◆ Task directions:
What you return must match the data below exactly, minus any pictures.

====== Data for this exercise

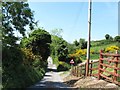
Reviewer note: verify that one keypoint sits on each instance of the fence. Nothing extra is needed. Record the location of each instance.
(107, 67)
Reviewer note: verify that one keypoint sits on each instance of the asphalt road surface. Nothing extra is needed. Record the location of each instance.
(51, 81)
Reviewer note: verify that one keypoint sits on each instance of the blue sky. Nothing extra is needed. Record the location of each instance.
(72, 17)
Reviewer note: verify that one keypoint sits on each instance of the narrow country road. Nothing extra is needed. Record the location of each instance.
(52, 79)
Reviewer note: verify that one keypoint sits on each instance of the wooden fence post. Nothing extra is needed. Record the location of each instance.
(91, 67)
(100, 61)
(116, 65)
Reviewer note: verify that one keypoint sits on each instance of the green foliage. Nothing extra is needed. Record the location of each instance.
(76, 43)
(117, 39)
(15, 17)
(57, 32)
(83, 43)
(63, 66)
(107, 36)
(39, 41)
(19, 70)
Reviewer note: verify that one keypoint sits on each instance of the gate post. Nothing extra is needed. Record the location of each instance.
(116, 65)
(100, 61)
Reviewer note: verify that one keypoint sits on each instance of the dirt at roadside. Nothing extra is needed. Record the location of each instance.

============

◆ Written reply:
Reviewer note: verify that one keypoint sits on each instance of the fence. Nothing extra is needed. Record the location of each instance.
(107, 67)
Reviewer note: verify that one keypoint sits on each instance of the asphalt road surface. Nothing extra is needed. Record the location of each instance.
(51, 81)
Reviewer note: verify that one keypoint sits on each instance of the blue sky. Nothing extra is needed. Record the location of each instance.
(72, 17)
Reviewer note: verify that one keypoint sits on each instance of the narrow country road. Nothing extra is needed. Record the location of each instance.
(52, 79)
Reviewer note: verify that one keypoint sits on each instance of the wooden fence post. Nothing extra is needed. Record the location of each instance.
(91, 67)
(100, 61)
(116, 65)
Reviewer note: verify that one keypoint sits on each instance of the green foliage. Nothing extra is needed. Record the location of each instance.
(76, 43)
(117, 39)
(15, 17)
(57, 32)
(83, 43)
(63, 66)
(107, 36)
(39, 41)
(19, 70)
Reviewer note: verify that one keypoint sits on each instance of the gate post. Nothing extra is needed. Record the location of each instance.
(116, 65)
(100, 61)
Reviewer note: verify that one keypoint sits on each instance of the dirt at roadside. Nothing extra is needed. Record the location of each instance.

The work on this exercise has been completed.